• [Textauszug]
★ ★ ★ ★ ★ ★ ★

Essen. Man muss nicht ins Museum, um wahre Kunstschätze genießen zu können: Überall im Revier gibt es Werke von Weltrang, die mitten in der Natur zu finden sind. Wir haben fünf Beispiele für Kultur im öffentlichen Raum zusammengestellt.

So viele Bodenschätze hat das Revier – und so viele Sonnenstunden laden dazu ein, sie zu entdecken. An unseren hier vorgestellten Lieblingsorten der Kunst gehen Geschaffenes und natürlich Gewachsenes stimmungsvolle Symbiosen ein: fünf Beispiele aus einer kunsthaltigen Region. Die Kunstwerke im Park von Haus Weitmar im Bochumer Süden sind nicht immer leicht zu erkennen, manchmal fast zu gut sind die Arbeiten in die Landschaft aus Rasenflächen und alten Bäumen (die zum Teil noch aus dem 18. Jahrhundert stammen) integriert.

★ ★ ★ ★ ★ ★ ★

• [Bereitgestelltes Material]
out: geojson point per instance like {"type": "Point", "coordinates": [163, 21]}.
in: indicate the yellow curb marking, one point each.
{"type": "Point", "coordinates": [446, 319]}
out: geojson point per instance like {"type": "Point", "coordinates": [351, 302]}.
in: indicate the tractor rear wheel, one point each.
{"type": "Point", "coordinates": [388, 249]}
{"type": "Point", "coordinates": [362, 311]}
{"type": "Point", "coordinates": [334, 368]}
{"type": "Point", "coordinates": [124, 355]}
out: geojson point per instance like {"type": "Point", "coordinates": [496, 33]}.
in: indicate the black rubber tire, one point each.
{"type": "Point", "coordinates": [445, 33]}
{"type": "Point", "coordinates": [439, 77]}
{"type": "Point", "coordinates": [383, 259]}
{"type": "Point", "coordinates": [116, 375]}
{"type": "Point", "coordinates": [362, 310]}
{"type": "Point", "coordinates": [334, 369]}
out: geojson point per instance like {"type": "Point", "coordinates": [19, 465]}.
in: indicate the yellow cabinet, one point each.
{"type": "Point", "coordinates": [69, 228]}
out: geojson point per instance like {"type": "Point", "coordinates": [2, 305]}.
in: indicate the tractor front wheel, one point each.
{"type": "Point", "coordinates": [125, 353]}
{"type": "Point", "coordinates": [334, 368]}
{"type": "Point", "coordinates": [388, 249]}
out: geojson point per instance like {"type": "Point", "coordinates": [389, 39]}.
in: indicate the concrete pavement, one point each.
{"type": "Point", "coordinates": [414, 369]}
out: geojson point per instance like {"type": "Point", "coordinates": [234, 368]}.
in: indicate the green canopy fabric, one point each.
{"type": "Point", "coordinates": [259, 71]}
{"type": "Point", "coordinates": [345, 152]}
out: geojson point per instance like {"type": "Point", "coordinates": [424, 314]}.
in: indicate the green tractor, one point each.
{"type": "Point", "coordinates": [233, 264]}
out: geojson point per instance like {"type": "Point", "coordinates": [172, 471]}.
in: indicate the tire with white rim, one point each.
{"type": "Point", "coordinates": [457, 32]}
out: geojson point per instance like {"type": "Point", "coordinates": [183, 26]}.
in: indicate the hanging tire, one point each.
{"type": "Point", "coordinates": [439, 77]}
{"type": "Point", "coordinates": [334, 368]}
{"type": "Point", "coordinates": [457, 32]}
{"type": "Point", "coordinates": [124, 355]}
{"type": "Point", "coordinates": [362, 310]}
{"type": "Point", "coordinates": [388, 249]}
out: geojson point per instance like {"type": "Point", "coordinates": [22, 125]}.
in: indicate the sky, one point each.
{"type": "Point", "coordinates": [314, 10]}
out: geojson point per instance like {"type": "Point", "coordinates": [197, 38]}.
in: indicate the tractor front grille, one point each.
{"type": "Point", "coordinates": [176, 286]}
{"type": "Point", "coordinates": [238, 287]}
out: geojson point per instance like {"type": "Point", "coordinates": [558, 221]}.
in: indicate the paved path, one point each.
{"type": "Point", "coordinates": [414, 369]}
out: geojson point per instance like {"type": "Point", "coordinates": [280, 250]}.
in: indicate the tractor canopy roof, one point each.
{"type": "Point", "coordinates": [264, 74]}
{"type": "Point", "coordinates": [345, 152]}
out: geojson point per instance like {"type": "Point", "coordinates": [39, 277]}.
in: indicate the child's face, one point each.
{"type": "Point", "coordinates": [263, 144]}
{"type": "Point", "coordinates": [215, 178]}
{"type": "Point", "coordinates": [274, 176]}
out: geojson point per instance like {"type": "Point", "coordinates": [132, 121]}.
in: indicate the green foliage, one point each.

★ ★ ★ ★ ★ ★ ★

• [Arbeitsauftrag 1]
Aus welchem Jahrhundert stammen laut dem Text über Kunst im Revier einige der alten Bäume im Park von Haus Weitmar?
• [Arbeitsauftrag 2]
Führe den Text über Kunst im Revier im Anschluss an seinen letzten Satz weiter.
Das Material ist eigenständig und gehört nicht zum Text über Kunst im Revier.

• [Lösung 1]
Einige stammen noch aus dem 18. Jahrhundert.

• [Lösung 2]
Unübersehbar großartig und tonnenschwer aber sind die „Ferro spezzato“-Skulpturen von Giuseppe Spagnulo: Unterschiedlich aufgebrochenes Eisen, in massiven Blöcken, aber zum Atemanhalten riskant auf Ecken gestellt. Der Park mit der Ruine der Sylvesterkapelle aus dem 14. Jahrhundert öffnet sich am Rand zu einer großen Wiese, auf der gern Fußball gespielt wird und auch Hunde herumtoben können. Einen Sommer-Nachmittag kann man hier im Wechsel aus Schatten und Sonne gut und gern verbringen – und wenn es regnet, bleibt immer noch der Besuch der „Situation Kunst“ in der Schlossruine: Kunst auch hier, zurzeit eine gut ausgewählte, klug arrangierte Ausstellung zum Motiv der Wunde in der Kunst. Und wer längere Strecken zurücklegen will, geht den Wanderweg bis Dahlhausen. (JD)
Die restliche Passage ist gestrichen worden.